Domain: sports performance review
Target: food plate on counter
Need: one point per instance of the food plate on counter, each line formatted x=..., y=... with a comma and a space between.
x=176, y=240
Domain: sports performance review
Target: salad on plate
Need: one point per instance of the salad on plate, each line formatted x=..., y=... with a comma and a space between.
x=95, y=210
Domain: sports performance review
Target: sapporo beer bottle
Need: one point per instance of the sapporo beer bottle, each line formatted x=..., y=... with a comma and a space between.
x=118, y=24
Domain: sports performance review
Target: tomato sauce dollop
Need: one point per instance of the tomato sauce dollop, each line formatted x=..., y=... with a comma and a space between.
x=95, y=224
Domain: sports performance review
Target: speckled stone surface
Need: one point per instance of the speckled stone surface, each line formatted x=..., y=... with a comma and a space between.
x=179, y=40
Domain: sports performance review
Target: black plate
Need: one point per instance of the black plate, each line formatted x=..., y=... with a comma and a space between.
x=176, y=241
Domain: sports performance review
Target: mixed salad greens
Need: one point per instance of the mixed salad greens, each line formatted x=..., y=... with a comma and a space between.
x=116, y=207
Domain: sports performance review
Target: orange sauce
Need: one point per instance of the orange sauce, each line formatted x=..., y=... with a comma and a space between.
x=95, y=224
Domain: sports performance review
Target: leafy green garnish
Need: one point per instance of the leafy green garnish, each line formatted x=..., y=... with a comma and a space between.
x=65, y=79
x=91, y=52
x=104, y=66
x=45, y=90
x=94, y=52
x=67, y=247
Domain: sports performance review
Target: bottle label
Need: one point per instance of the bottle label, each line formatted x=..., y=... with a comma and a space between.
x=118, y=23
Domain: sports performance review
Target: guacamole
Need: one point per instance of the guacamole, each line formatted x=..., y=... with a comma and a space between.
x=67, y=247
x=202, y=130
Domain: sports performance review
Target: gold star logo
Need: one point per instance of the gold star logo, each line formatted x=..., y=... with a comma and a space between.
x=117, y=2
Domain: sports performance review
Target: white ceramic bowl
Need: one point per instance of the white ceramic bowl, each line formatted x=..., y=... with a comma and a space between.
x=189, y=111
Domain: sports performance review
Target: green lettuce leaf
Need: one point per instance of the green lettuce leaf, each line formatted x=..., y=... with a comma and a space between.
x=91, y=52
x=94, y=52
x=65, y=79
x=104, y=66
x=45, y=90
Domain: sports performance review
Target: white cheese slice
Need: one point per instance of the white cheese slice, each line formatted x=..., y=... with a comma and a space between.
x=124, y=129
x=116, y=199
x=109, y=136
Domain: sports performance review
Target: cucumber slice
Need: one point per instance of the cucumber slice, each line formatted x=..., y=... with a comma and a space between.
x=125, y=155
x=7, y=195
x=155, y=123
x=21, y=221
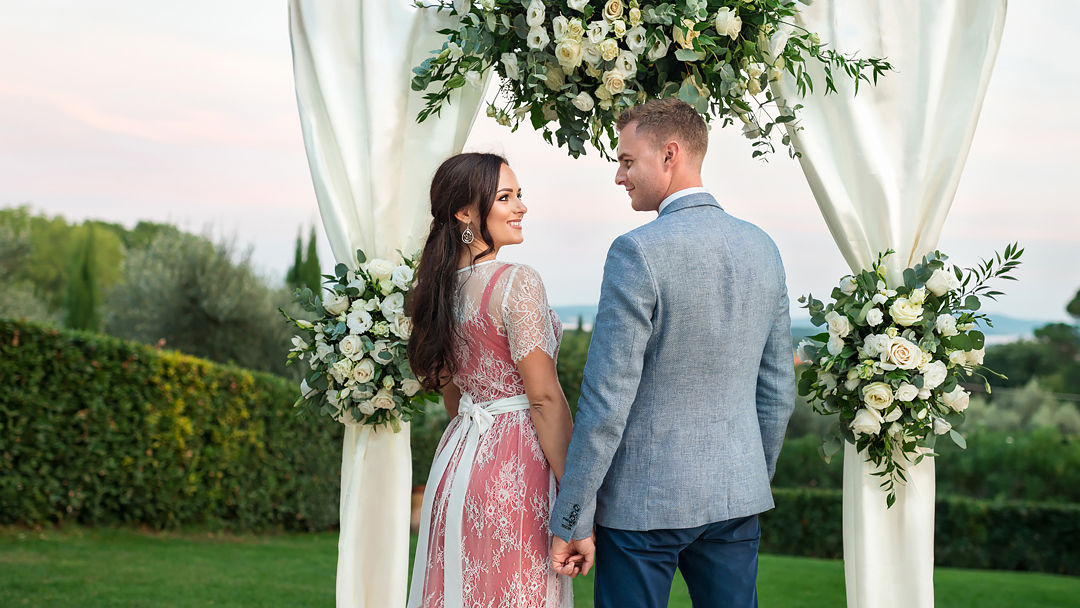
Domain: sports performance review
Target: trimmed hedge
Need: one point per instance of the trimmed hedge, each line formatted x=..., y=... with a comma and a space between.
x=102, y=431
x=969, y=534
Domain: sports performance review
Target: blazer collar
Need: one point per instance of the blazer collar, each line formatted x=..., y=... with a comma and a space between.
x=696, y=200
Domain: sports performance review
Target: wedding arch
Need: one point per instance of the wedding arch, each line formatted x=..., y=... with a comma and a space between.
x=883, y=166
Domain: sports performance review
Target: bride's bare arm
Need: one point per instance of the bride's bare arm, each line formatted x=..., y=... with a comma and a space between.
x=550, y=413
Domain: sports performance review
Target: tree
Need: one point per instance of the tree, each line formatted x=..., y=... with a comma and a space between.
x=82, y=295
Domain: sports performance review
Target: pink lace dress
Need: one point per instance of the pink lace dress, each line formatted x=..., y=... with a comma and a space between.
x=497, y=486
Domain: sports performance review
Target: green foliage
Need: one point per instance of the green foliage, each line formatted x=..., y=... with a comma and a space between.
x=969, y=534
x=190, y=293
x=102, y=431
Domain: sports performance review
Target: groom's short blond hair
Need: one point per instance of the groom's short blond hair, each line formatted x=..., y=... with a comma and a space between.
x=669, y=119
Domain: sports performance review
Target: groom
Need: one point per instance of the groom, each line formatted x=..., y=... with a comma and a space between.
x=687, y=391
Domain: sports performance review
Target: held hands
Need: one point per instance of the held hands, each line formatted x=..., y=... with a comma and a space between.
x=575, y=557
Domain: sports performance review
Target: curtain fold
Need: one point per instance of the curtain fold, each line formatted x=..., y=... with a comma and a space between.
x=372, y=164
x=883, y=166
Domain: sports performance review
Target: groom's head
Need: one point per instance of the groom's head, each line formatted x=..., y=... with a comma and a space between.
x=662, y=144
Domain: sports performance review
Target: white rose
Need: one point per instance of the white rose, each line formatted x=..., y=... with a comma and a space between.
x=510, y=66
x=380, y=269
x=402, y=326
x=383, y=400
x=350, y=347
x=905, y=312
x=636, y=41
x=957, y=399
x=838, y=324
x=392, y=306
x=866, y=422
x=874, y=316
x=942, y=282
x=410, y=387
x=904, y=353
x=728, y=23
x=835, y=345
x=613, y=81
x=559, y=26
x=538, y=38
x=933, y=375
x=569, y=54
x=612, y=10
x=906, y=392
x=659, y=49
x=535, y=13
x=336, y=304
x=583, y=102
x=609, y=50
x=364, y=370
x=945, y=324
x=877, y=395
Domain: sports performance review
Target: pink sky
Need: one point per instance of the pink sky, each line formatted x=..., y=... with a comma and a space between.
x=125, y=110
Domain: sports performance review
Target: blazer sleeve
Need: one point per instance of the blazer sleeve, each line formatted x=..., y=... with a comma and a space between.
x=775, y=380
x=621, y=332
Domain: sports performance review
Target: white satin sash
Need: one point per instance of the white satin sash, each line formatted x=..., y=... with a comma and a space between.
x=477, y=418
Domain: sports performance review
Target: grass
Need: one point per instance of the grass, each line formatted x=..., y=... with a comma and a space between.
x=126, y=568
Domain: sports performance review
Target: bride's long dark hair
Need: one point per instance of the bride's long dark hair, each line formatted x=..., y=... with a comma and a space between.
x=461, y=180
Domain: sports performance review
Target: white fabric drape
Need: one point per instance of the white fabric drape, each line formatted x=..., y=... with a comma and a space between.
x=372, y=165
x=883, y=166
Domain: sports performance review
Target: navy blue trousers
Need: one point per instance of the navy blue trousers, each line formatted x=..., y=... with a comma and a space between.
x=634, y=569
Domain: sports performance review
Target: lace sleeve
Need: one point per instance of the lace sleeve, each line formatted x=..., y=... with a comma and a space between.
x=525, y=314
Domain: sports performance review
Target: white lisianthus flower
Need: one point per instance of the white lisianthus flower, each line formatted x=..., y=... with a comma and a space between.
x=905, y=354
x=350, y=347
x=728, y=23
x=569, y=54
x=838, y=324
x=835, y=345
x=613, y=81
x=510, y=66
x=906, y=392
x=538, y=38
x=867, y=422
x=945, y=324
x=636, y=41
x=874, y=316
x=402, y=326
x=583, y=102
x=612, y=10
x=410, y=387
x=336, y=304
x=383, y=400
x=535, y=13
x=942, y=282
x=659, y=49
x=905, y=312
x=877, y=395
x=933, y=375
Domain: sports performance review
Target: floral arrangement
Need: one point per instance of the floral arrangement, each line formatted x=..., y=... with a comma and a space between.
x=570, y=67
x=355, y=347
x=892, y=359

*AIM*: Reproduce all of the records above, substituting "still-life photography review" for every occurrence of "sports performance review" and leaving everything else unchanged. Omit the pictures from your answer.

*SOLUTION TO THIS TASK*:
Domain: still-life photography review
Target: food plate on counter
Need: one point per instance of the food plate on counter, each line formatted x=..., y=... with a comma and a space between.
x=176, y=240
Domain: still-life photography review
Target: salad on plate
Need: one point per instance of the salad on plate, each line formatted x=..., y=... with a comma and a space between.
x=95, y=210
Domain: still-life photography review
Target: sapporo beer bottle
Need: one point per instance of the sapporo beer bottle, each line formatted x=..., y=... with a comma and a space between.
x=118, y=24
Domain: still-life photography review
Target: tomato sauce dollop
Need: one point per instance of the tomato sauce dollop, each line formatted x=..., y=... with a comma and a space between.
x=95, y=224
Domain: still-life photography review
Target: speckled stone surface
Need: one point per instance of the speckled stone surface, each line formatted x=..., y=... with a comma and a space between.
x=179, y=40
Domain: still-life photography review
Target: black plate
Need: one point per instance of the black plate, each line formatted x=..., y=... with a comma and a space between.
x=176, y=241
Domain: still-life photography review
Target: mixed salad greens
Need: one point per instance of the mixed salad greens, each line formatted x=..., y=... with a comma and a space between.
x=116, y=207
Domain: still-life photography review
Target: orange sauce
Need: one point per instance of the orange sauce, each line formatted x=..., y=... with a comma and a space between.
x=95, y=224
Domain: still-life photography review
Target: leafy green garnish
Need: one point per instance of the leafy green garnish, each line formatted x=..., y=... with a comma and a space between.
x=65, y=79
x=91, y=52
x=104, y=66
x=45, y=90
x=94, y=52
x=67, y=247
Domain: still-life photography review
Target: bottle label
Need: one point per instance of the bottle label, each line formatted x=..., y=... with a comma and a space between.
x=118, y=23
Domain: still-life photography review
Target: guacamole
Need: one point per instance of the guacamole, each line formatted x=..., y=... with a comma and a space between.
x=67, y=247
x=202, y=130
Domain: still-life photography review
Target: gold star logo
Need: one point per instance of the gold star logo, each line formatted x=..., y=... with a comma and a space between.
x=117, y=2
Domain: still-life photography review
Target: white ceramic bowl
Need: one point per instance of the white ceramic bowl, each line formatted x=..., y=... with a comma and a space between.
x=189, y=111
Domain: still-life photography review
Target: green lettuce leaf
Need: one point per instance of the green lettuce leaf, each line formatted x=..., y=... with a comma and a space between.
x=91, y=52
x=94, y=52
x=65, y=79
x=104, y=66
x=45, y=90
Domain: still-life photography review
Target: white cheese slice
Need: one point per instance of the white cheese slice, each line formatted x=..., y=... with a comma and a space between.
x=124, y=129
x=116, y=199
x=109, y=136
Domain: still-life photography review
Target: cucumber slice
Need: one point per instance of the cucumber slice, each line formatted x=..., y=... with a comma and a space between.
x=125, y=155
x=7, y=195
x=155, y=123
x=21, y=221
Domain: still-life photography review
Target: trimmed hedge
Need: one point per instance of the trimmed hedge, each line formatted x=..., y=... with a comma and a space between.
x=102, y=431
x=969, y=534
Domain: still-life photography review
Target: blazer collar
Need: one point per instance of the blazer collar, each line formatted x=..., y=... with a comma and a space between.
x=696, y=200
Domain: still-life photography review
Target: wedding arch
Need: one point per instance of the wedding arch, each line formatted x=..., y=... with a comma and a space between.
x=883, y=166
Domain: still-life photography review
Target: bride's bare arm
Need: one point per instance of the bride's bare arm, each line formatted x=..., y=... with a comma and a space between.
x=550, y=413
Domain: still-life photography review
Target: tree
Need: one point per instance of the tree, each line formatted x=..., y=... with a comma and a space between.
x=82, y=295
Domain: still-life photography review
Target: pink lace dress
Need: one point per instance of the pink lace dress, each line formatted x=..., y=... with a comma and a space between.
x=497, y=486
Domain: still-life photography review
Target: green foliage
Need: one point per instance of the green foliage, each line formatted x=..., y=... with a comma and a space between.
x=969, y=534
x=190, y=293
x=102, y=431
Domain: still-life photography review
Target: groom's short blond hair
Need: one point per instance of the groom's short blond hair, each line formatted x=..., y=... with a comma and a space between.
x=669, y=119
Domain: still-life photography review
Target: groom
Need: one point per instance of the groom, each line formatted x=..., y=... with a comma and a space between.
x=687, y=391
Domain: still-life photography review
Target: held hands
Need: one point per instance of the held hands, each line formatted x=..., y=... with a comma and a space between.
x=575, y=557
Domain: still-life photography review
Target: curtain fold
Need: one point per instance of the curtain fold, each line formatted x=..., y=... with a comma and a space between.
x=372, y=164
x=883, y=166
Domain: still-life photography review
Target: groom's head
Need: one point per instance of the groom's head, each line formatted x=..., y=... with a comma and a space between.
x=662, y=144
Domain: still-life photography review
Target: white rose
Need: one point per instance of the white rose, each line formatted x=..., y=... with a comma and a space between.
x=510, y=66
x=380, y=269
x=402, y=326
x=383, y=400
x=350, y=347
x=905, y=312
x=636, y=41
x=957, y=399
x=838, y=324
x=392, y=306
x=866, y=422
x=874, y=316
x=942, y=282
x=410, y=387
x=904, y=353
x=728, y=23
x=835, y=345
x=613, y=81
x=559, y=26
x=538, y=38
x=933, y=375
x=569, y=54
x=612, y=10
x=906, y=392
x=659, y=49
x=535, y=13
x=336, y=304
x=583, y=102
x=609, y=50
x=364, y=370
x=945, y=324
x=877, y=395
Domain: still-life photography review
Target: pink sky
Need: one point per instance of the pink sky, each line formatted x=..., y=... with a comma and a space between.
x=125, y=110
Domain: still-life photography review
Target: blazer sleeve
Need: one point per instance of the blazer sleeve, each line formatted x=..., y=... with a comma and a space between.
x=775, y=380
x=621, y=332
Domain: still-life photography review
Target: white satin sash
Need: one point per instance of the white satin sash, each line formatted x=..., y=... with a comma and a space between.
x=477, y=418
Domain: still-life photography review
Target: grass
Need: one point per instance of the grass, each line formatted x=..., y=... with a comma and a space between.
x=126, y=568
Domain: still-life photography review
Target: bride's long dark hair
Need: one point per instance of the bride's long dark hair, each line formatted x=..., y=... with a comma and a space between.
x=461, y=180
Domain: still-life photography review
Target: white fabric drape
Need: one point per instance of the white fabric drape, each line formatted x=..., y=... with a comma and a space between.
x=372, y=165
x=883, y=166
Domain: still-life photography review
Target: navy blue trousers
Need: one point per instance of the navy blue trousers, each line formatted x=..., y=... with a comma and a space between.
x=634, y=569
Domain: still-life photography review
Target: lace sleeve
Need: one point per instance of the lace sleeve, each line formatted x=..., y=... with a comma and a space between.
x=525, y=314
Domain: still-life photography review
Target: white lisianthus flower
Need: one point per instance of the white lisianthus flower, each line formatted x=..., y=... with a comma and a space between.
x=905, y=354
x=350, y=347
x=728, y=23
x=569, y=54
x=838, y=324
x=835, y=345
x=613, y=81
x=510, y=66
x=906, y=392
x=538, y=38
x=867, y=422
x=945, y=324
x=636, y=41
x=874, y=316
x=402, y=326
x=583, y=102
x=612, y=10
x=410, y=387
x=336, y=304
x=383, y=400
x=535, y=13
x=942, y=282
x=659, y=49
x=905, y=312
x=877, y=395
x=933, y=375
Domain: still-life photography review
Target: floral arrangement
Need: one point per instance of the floral arrangement, each line formatted x=..., y=... with a comma and a space between.
x=570, y=67
x=355, y=347
x=892, y=359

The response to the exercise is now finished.